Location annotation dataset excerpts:
• • • • • • •

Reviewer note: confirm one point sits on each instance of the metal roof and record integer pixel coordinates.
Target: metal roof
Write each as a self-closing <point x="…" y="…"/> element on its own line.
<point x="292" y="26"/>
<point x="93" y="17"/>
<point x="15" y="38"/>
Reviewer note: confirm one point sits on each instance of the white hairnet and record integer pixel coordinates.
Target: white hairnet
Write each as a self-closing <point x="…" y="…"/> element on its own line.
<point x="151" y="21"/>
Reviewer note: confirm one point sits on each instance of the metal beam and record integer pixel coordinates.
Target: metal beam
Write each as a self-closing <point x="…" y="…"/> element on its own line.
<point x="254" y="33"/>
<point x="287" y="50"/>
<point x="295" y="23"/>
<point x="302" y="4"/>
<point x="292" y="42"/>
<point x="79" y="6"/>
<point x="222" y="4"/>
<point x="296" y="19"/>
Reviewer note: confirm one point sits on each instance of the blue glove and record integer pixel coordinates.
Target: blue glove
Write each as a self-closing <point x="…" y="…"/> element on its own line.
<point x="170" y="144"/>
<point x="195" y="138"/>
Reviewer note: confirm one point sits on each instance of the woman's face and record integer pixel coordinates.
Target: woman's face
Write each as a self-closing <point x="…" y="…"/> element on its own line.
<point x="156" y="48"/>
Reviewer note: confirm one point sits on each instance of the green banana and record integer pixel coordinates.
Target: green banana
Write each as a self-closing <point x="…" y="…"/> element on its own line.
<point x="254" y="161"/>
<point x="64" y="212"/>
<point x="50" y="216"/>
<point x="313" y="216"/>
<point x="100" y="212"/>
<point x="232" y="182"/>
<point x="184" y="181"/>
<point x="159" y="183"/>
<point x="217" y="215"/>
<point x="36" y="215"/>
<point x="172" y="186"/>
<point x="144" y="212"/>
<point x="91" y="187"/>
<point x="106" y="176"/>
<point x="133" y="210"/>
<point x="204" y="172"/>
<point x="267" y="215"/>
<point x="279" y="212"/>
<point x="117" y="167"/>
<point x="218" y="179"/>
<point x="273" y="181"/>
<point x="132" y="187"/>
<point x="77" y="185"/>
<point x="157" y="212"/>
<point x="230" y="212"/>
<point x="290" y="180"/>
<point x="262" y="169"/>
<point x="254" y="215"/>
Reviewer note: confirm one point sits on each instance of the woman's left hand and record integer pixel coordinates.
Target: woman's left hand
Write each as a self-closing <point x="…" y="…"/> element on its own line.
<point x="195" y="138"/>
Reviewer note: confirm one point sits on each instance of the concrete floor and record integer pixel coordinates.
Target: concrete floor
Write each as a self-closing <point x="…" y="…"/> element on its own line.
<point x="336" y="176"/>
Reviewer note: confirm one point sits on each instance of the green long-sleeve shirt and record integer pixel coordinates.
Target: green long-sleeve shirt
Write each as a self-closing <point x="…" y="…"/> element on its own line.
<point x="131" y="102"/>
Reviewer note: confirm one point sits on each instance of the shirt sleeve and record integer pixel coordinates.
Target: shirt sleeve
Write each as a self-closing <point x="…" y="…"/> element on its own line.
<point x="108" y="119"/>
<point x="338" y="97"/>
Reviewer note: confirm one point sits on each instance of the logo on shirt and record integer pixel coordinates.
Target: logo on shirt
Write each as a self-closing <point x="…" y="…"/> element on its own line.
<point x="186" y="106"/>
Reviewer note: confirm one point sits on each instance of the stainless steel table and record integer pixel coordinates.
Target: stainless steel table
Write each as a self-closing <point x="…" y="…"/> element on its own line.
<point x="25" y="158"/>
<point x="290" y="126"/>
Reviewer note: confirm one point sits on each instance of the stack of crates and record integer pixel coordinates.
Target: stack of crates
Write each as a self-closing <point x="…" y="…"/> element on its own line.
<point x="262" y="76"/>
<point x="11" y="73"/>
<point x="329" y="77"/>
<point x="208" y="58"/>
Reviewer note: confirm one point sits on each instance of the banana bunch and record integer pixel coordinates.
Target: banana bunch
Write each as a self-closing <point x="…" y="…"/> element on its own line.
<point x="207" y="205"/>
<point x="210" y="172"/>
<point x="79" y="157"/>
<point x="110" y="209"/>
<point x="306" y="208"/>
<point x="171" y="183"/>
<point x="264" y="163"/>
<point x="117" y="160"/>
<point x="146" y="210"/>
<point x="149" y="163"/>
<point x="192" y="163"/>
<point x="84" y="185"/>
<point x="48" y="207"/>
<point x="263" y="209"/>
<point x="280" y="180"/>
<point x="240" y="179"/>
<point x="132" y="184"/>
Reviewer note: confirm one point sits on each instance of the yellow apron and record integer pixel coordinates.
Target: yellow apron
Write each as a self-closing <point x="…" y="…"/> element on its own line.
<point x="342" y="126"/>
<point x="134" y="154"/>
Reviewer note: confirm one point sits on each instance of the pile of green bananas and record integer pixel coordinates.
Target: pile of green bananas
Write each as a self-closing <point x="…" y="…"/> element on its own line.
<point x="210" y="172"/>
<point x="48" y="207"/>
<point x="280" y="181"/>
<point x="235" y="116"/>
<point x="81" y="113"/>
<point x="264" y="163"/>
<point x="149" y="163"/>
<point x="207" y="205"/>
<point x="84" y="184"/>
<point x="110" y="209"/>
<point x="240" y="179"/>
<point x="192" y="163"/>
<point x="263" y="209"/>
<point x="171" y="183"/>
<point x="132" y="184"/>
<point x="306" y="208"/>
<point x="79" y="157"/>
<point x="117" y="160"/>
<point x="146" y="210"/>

• • • • • • •

■ **BRIEF**
Rewrite the listing lines starting at the one containing "bananas and record integer pixel coordinates." and ending at the end of the listing, shifting every x and y coordinate in the answer points by -70. Keep the request lines unchanged.

■ **COMPLETED TASK**
Reviewer note: confirm one point sits on each instance of the pile of green bananas and record integer pixel coordinates.
Target: pile of green bananas
Write each as a self-closing <point x="…" y="…"/> element on its own line.
<point x="140" y="102"/>
<point x="-22" y="137"/>
<point x="210" y="111"/>
<point x="165" y="46"/>
<point x="11" y="43"/>
<point x="194" y="93"/>
<point x="79" y="93"/>
<point x="137" y="135"/>
<point x="14" y="114"/>
<point x="40" y="139"/>
<point x="170" y="109"/>
<point x="122" y="93"/>
<point x="193" y="139"/>
<point x="101" y="113"/>
<point x="62" y="114"/>
<point x="236" y="138"/>
<point x="9" y="87"/>
<point x="47" y="90"/>
<point x="76" y="140"/>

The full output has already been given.